* **Exercise instructions**
A word-for-word copy of the records is needed, with every picture left out.
Material for this task Start Marker
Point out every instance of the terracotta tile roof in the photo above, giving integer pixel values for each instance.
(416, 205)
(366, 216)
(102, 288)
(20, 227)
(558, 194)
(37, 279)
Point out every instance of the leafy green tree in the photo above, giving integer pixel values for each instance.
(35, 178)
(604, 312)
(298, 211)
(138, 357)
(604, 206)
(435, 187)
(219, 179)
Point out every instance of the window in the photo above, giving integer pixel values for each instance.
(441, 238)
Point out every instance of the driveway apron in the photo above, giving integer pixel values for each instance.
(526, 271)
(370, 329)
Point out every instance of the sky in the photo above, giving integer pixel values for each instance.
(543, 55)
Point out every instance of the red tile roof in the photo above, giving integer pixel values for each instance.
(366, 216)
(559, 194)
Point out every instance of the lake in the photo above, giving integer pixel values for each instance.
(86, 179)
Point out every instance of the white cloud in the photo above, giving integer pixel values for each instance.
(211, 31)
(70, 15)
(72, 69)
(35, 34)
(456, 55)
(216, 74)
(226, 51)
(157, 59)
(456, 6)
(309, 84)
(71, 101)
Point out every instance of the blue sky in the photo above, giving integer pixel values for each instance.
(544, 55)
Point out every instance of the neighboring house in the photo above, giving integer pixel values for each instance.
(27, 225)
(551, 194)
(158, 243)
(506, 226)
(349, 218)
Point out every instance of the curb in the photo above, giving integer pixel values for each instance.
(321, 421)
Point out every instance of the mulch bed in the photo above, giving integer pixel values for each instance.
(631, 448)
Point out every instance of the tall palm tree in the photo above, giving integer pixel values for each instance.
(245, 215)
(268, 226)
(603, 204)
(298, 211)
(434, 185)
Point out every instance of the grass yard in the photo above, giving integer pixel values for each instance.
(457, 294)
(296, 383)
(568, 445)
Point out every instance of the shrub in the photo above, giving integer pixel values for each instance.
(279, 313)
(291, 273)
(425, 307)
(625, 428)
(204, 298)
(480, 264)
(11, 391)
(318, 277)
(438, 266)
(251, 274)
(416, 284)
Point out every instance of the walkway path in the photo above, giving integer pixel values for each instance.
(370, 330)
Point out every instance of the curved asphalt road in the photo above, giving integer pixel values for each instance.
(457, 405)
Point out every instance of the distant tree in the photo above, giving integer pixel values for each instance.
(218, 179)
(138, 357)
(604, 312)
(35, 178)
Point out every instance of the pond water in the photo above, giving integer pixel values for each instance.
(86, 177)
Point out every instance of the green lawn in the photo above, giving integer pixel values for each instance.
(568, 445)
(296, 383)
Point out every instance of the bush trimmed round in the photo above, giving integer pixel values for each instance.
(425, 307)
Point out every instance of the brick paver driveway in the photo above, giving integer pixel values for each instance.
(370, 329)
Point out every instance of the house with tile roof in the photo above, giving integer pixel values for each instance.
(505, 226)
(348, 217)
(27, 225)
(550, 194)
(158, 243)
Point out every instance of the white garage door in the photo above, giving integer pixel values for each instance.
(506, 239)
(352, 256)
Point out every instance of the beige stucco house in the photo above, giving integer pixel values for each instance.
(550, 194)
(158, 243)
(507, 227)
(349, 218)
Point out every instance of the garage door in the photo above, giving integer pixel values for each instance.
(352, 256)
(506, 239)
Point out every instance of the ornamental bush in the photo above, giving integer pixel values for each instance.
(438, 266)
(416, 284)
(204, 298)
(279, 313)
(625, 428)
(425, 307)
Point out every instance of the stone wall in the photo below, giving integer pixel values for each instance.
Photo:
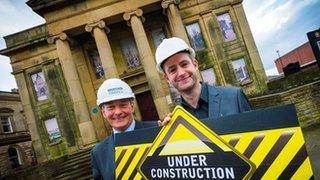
Material for this task End Marker
* **Response below**
Point out every instance of the terracotta tile roof in the photo above, giving integer pixel values for each instance.
(416, 205)
(366, 216)
(102, 288)
(20, 227)
(558, 194)
(37, 279)
Point out every instance of the leafy green tree in the photo above, giving integer pixel values for each instance.
(35, 178)
(604, 312)
(298, 211)
(138, 357)
(604, 206)
(435, 187)
(219, 179)
Point out every instance of the window in the photo above, giving integer pixel values for each instance.
(441, 238)
Point out every instance of the driveway apron in the photo above, giving integer pixel values for each instance.
(526, 271)
(370, 329)
Point out every instance of the sky in the photo above, giving integer pixel values for each instance.
(543, 55)
Point out every instance of the red tile roof in the photo above, giving integer pixel values for each instance.
(366, 216)
(559, 194)
Point out every instance of the lake in the photo above, giving integer pixel values for each instance.
(86, 179)
Point out every instance of the white cloud in the photo above, giving integer pixel values for each instance.
(211, 31)
(70, 15)
(72, 69)
(35, 34)
(456, 55)
(216, 74)
(226, 51)
(157, 59)
(456, 6)
(309, 84)
(71, 101)
Point out every instance of the blue sky in the photo above, giving integer pixel values for each instance.
(544, 55)
Point out every instance of the neighboring house in the photo above, giving integer pixel values for each instance.
(27, 225)
(551, 194)
(158, 243)
(506, 226)
(349, 218)
Point out every instance of the curb in the photo above, giving integer pixel values for each instance.
(321, 421)
Point out every instance of the mulch bed in the photo above, giving integer pixel values for each instance.
(631, 448)
Point out every instance of the tall palm tree in the photo above, giving integer pixel values for each instance.
(245, 215)
(268, 226)
(603, 204)
(298, 211)
(434, 185)
Point out every instance of the grass yard in the photo above, giving integer pixel values for each instance.
(457, 294)
(296, 383)
(568, 445)
Point out every instance of the shrub in the photo above, giving integer pixel values for each instance.
(279, 313)
(291, 273)
(425, 307)
(625, 428)
(204, 298)
(480, 264)
(11, 391)
(318, 277)
(438, 266)
(251, 274)
(416, 284)
Point out every instance of the walkway path in the photo above, giving integer pixel values for each instance.
(370, 330)
Point out every instance of the curved asphalt road in the photo above, giving integer pixel values for each instance.
(457, 405)
Point out every instance of the distant tree in the photo above, giving integer pixel values for each instance.
(218, 179)
(138, 357)
(604, 312)
(35, 178)
Point out every instance of the pond water in the photo above, giving integer pixel values for each instance.
(86, 177)
Point out every instance of the green lawn in the photo above, giving integer pixel values for each instance.
(568, 445)
(296, 383)
Point out every instance of the bush trimmed round in the photo above, giving integer pixel values for each instance.
(425, 307)
Point out every instance of the brick paver driveway in the photo above, giving integer pixel values for each instance.
(370, 329)
Point out every instance of the house with tile roof in the photo above, giving integer pixel values for each instance.
(505, 226)
(348, 217)
(27, 225)
(550, 194)
(158, 243)
Point out every instance of the white garage door in the photo above, giving integer pixel values for each instance.
(506, 239)
(352, 256)
Point out every instance of the beige stucco house in the photo above, giving integer pixel values for each instance.
(550, 194)
(158, 243)
(507, 227)
(349, 218)
Point out every instance of the garage door in the photo above, giving integer pixel values for each instance.
(352, 256)
(506, 239)
Point out every instance of the ornamental bush in the photo above, giving integer pixel values for each instance.
(438, 266)
(416, 284)
(204, 298)
(279, 313)
(625, 428)
(425, 307)
Point out every instance of the stone wall in the photo below, giving integer pixel values for each instance.
Photo:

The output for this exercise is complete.